(What is asked) Can you reproduce every line of the records from the one containing "Could you put a marker on each instance of the pale" down to the end of the records, requests included, raising each x and y coordinate in the answers by 37 and leaving the sample points in the requests unchanged?

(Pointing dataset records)
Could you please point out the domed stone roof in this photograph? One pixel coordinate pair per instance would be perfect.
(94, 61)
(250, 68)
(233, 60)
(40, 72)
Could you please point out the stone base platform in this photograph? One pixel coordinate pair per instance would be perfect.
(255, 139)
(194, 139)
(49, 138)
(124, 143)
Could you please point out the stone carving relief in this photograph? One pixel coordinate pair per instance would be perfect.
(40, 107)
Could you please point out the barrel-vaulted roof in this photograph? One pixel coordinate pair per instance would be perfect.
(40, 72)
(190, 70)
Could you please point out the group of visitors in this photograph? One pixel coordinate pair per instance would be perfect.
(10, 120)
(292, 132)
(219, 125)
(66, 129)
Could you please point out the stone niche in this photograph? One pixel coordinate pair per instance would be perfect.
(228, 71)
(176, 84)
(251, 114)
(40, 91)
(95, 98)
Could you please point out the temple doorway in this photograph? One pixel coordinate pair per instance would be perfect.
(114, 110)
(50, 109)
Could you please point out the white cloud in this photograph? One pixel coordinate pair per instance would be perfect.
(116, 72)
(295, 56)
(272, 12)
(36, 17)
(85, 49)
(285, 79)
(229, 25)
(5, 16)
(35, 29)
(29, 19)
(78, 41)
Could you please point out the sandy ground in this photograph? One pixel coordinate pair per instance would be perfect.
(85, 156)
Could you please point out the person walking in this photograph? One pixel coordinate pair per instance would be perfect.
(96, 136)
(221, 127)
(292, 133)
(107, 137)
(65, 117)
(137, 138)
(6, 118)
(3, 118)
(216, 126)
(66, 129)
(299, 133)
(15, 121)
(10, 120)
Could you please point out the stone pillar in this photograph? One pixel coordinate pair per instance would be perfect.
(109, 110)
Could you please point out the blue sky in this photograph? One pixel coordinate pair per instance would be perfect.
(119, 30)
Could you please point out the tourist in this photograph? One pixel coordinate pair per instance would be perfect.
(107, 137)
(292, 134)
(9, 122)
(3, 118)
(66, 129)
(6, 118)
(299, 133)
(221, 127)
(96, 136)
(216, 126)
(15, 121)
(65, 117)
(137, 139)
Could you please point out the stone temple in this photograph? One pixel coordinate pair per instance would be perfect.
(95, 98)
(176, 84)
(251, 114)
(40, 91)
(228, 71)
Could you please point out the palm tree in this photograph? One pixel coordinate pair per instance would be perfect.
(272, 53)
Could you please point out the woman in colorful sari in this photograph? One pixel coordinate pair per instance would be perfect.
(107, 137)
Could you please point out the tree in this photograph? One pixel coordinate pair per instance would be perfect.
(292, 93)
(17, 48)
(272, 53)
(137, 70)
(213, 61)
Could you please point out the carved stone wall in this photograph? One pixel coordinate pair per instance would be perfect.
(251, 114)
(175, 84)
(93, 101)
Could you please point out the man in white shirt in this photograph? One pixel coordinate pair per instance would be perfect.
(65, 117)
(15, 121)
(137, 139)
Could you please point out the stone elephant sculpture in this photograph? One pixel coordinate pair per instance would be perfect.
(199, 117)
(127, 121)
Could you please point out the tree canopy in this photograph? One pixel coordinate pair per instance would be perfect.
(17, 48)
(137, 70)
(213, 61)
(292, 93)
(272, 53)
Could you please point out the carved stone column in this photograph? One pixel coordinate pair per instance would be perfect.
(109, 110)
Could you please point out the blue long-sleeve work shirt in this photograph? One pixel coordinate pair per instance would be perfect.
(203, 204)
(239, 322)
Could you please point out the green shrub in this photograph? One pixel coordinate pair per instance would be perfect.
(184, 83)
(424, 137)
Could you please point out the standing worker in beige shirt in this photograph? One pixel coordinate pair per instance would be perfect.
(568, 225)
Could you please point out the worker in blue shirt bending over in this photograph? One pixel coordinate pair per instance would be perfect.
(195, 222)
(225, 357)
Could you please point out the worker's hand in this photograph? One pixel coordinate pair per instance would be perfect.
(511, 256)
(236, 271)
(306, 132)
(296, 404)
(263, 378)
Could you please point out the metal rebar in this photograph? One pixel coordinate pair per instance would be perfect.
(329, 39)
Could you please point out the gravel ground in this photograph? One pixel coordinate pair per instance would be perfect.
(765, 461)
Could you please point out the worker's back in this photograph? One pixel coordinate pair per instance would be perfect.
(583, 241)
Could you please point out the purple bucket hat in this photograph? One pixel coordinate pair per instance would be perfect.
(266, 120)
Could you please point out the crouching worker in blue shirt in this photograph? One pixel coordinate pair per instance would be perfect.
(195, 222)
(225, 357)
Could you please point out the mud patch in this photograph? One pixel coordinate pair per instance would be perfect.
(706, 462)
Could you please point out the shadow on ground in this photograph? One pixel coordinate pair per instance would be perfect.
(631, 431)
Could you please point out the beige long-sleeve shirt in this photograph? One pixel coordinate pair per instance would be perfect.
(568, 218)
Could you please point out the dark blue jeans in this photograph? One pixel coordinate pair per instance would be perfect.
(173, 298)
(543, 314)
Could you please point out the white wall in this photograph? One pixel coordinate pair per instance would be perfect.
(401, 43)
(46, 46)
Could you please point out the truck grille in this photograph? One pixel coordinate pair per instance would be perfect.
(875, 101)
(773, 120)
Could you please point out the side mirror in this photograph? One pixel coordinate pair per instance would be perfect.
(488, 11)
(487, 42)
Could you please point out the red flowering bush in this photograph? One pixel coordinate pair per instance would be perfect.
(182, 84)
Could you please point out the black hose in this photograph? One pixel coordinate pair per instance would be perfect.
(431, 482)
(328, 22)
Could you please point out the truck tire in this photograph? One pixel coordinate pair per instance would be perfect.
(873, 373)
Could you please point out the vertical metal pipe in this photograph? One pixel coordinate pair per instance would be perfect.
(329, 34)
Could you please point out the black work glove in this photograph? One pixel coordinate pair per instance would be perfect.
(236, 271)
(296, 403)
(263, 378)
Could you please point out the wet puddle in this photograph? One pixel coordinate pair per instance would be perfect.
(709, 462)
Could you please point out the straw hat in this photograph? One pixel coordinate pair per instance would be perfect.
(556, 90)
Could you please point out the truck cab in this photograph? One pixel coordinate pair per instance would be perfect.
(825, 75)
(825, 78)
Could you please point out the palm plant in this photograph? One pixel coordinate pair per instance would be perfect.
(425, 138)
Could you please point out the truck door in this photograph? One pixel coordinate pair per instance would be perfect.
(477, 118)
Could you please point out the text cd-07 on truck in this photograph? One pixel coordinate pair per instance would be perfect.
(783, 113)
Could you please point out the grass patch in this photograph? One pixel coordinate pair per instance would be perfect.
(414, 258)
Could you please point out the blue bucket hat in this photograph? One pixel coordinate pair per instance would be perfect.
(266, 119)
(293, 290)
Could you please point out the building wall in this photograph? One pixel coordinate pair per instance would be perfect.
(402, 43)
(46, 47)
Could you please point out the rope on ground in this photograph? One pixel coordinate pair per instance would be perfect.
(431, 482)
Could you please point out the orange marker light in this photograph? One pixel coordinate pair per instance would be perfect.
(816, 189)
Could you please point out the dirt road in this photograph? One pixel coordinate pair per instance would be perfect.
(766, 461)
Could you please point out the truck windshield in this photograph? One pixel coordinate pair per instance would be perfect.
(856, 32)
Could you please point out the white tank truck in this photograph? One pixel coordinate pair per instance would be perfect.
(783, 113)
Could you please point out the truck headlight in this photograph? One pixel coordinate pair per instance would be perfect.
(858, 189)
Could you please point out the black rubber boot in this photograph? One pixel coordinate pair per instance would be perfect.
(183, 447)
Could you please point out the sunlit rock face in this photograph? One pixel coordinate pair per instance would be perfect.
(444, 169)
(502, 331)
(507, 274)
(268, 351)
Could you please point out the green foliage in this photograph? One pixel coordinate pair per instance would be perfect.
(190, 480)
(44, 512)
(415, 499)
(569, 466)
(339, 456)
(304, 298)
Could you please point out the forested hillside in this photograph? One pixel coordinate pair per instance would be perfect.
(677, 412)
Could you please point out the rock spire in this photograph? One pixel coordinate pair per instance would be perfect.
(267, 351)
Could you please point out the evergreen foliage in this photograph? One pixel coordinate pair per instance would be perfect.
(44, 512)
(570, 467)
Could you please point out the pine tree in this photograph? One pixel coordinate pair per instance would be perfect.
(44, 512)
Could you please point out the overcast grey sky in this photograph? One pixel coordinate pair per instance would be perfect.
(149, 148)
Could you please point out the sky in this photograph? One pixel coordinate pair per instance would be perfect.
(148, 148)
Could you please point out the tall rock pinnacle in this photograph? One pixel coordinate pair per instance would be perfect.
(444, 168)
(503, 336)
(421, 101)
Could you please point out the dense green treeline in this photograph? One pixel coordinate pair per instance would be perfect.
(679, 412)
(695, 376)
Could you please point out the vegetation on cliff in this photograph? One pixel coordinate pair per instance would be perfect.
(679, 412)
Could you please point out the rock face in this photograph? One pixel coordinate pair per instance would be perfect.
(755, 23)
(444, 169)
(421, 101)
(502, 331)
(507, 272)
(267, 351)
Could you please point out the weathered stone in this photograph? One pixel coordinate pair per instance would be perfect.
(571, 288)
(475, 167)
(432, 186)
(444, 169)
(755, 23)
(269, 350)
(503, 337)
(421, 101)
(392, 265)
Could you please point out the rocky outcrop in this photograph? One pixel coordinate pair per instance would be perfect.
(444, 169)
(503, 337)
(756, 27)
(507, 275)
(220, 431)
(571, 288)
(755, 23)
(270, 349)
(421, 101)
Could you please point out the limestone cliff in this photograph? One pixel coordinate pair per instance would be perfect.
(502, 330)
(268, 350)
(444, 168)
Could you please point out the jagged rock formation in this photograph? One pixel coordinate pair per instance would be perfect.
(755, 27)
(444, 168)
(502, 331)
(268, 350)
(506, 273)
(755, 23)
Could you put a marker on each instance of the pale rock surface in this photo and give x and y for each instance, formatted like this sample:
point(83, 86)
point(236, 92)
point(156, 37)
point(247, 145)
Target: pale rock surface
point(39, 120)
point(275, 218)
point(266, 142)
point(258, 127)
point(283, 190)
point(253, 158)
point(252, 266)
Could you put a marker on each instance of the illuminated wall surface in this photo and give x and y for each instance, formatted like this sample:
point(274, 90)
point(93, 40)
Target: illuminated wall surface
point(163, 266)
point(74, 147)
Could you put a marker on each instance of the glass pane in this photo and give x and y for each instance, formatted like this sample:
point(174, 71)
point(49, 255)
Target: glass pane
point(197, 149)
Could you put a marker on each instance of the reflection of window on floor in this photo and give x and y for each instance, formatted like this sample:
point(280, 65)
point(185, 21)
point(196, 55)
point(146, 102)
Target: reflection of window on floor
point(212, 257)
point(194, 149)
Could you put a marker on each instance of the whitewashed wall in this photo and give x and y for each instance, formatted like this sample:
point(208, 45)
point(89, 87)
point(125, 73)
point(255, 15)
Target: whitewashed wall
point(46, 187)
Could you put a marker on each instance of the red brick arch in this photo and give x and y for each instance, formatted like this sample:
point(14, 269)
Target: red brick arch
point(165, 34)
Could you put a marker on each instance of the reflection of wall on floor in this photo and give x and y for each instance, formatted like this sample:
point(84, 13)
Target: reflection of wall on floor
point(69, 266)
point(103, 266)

(Solution to this exercise)
Could you put a marker on each instance of the pale rock surface in this photo and give x and y for each instance, formatted like this sample:
point(83, 86)
point(236, 92)
point(156, 37)
point(247, 145)
Target: pale rock surface
point(76, 157)
point(312, 255)
point(303, 179)
point(295, 164)
point(320, 227)
point(290, 195)
point(289, 303)
Could you put a marker on each instance of the illuminated wall surface in this photo and give x and y for each instance, formatted like this sample:
point(274, 90)
point(93, 40)
Target: illuminated wall surface
point(200, 303)
point(111, 184)
Could you put a marker on each instance of the glass pane in this photo and give x and y for each instance, formatted like this sample:
point(174, 71)
point(49, 255)
Target: glass pane
point(234, 186)
Could you put a marker on each instance of the reflection of window on floor in this photo and give x and y for each instance, formatted like this sample:
point(280, 65)
point(185, 21)
point(196, 55)
point(146, 102)
Target: reflection of window on floor
point(249, 294)
point(231, 186)
Could you put a marker on each instance of the whitewashed wall in this photo and give x and y for each instance, formatted like this sample:
point(208, 45)
point(89, 87)
point(125, 73)
point(255, 15)
Target: whitewashed wall
point(83, 224)
Could you put a marker on each instance of the red brick arch in this photo and give x and y for each instance, formatted like this sample:
point(14, 269)
Target: red brick arch
point(202, 71)
Could you put a marker on each instance of the reflection of wall on floor in this photo and give x and y for each instance, formatted like this sample:
point(84, 13)
Target: reflection of wall on floor
point(106, 303)
point(140, 303)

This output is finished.